------ Passage given

Different versions of the entropy term in the entropy-regularized Wasserstein distance

entropyoptimal-transportprobability distributionsprobability theorystatistics

\begin{equation}
\mathcal{W}_\epsilon(\alpha, \beta) = \min_{\pi\in \Pi(\alpha\beta)} \int c(x,y) \mathrm{d}\pi(x,y) + \epsilon H(\pi \| \alpha \otimes \beta)
\end{equation}
Cuturi (2013) introduced the entropy-regularized Wasserstein distance, or Sinkhorn distance, shown above, where $\epsilon $ is the regularization parameter and $H(\pi \| \alpha \otimes \beta)$ is the relative entropy, or KL-divergence, between the transport plan and the marginal probabilities.

------------
------ Supplied data

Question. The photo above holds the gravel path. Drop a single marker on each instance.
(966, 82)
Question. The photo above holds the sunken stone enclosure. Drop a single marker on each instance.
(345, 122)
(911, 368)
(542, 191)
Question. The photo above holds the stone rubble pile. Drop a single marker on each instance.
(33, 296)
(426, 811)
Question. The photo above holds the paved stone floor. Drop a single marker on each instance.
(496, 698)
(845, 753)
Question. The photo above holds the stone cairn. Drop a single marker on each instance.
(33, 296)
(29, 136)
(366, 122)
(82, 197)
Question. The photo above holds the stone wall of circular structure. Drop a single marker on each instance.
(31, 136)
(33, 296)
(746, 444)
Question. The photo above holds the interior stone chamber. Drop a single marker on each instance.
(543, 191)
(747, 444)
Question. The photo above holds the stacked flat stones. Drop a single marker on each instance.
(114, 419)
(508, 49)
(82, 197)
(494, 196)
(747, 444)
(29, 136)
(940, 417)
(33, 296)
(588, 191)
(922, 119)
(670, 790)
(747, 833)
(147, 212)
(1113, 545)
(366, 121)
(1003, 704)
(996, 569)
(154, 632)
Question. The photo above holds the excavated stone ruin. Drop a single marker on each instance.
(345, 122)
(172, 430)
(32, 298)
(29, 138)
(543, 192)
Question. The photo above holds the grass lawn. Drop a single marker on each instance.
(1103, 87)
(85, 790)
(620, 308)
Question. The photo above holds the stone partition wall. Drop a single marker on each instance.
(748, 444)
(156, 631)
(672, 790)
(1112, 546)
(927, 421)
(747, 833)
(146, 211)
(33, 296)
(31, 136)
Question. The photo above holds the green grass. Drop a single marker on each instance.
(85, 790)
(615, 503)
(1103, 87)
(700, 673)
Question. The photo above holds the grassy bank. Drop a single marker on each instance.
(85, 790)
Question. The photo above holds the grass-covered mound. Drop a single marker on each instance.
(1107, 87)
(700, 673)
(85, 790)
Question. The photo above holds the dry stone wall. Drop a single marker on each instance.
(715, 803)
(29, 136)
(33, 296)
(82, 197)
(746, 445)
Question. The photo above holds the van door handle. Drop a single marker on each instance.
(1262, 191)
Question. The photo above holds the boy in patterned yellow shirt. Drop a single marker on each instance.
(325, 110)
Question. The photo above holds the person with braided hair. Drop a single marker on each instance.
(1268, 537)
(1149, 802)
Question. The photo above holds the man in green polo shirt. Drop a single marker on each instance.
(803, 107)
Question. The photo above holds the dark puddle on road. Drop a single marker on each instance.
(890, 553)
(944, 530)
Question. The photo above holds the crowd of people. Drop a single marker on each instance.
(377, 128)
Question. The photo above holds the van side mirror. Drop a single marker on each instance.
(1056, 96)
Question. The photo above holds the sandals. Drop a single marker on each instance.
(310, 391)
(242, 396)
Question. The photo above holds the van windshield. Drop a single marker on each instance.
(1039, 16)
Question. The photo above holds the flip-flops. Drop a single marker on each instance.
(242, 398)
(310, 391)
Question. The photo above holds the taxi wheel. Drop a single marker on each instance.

------------

» Requirements
1) Transcribe the post on the entropy-regularized Wasserstein distance word for word between "Different versions of" and "the marginal probabilities.", inclusive.
2) In the post on the entropy-regularized Wasserstein distance, what does $\epsilon$ stand for?
3) Continue the post on the entropy-regularized Wasserstein distance from where it stops.
These rows were gathered from a separate source.

» Responses to the tasks
1)
Different versions of the entropy term in the entropy-regularized Wasserstein distance

entropyoptimal-transportprobability distributionsprobability theorystatistics

\begin{equation}
\mathcal{W}_\epsilon(\alpha, \beta) = \min_{\pi\in \Pi(\alpha\beta)} \int c(x,y) \mathrm{d}\pi(x,y) + \epsilon H(\pi \| \alpha \otimes \beta)
\end{equation}
Cuturi (2013) introduced the entropy-regularized Wasserstein distance, or Sinkhorn distance, shown above, where $\epsilon $ is the regularization parameter and $H(\pi \| \alpha \otimes \beta)$ is the relative entropy, or KL-divergence, between the transport plan and the marginal probabilities.

2) The regularization parameter.

3)
But I have seen the $H(\cdot)$ term shown in two different ways, one with entropy and the other with relative entropy:

\begin{align}
H(\pi) &= \int \pi(x,y) \ln \pi(x,y) \\
H(\pi \| \alpha \otimes \beta) &= \int \ln \left(\frac{\mathrm{d}\pi (x,y)}{\mathrm{d}\alpha(x) \mathrm{d}\beta(y) } \right) \mathrm{d}\pi (x,y)
\end{align}

How are the last two lines equal or connected to each other? Obviously they're not the same, so why are there two different versions running around?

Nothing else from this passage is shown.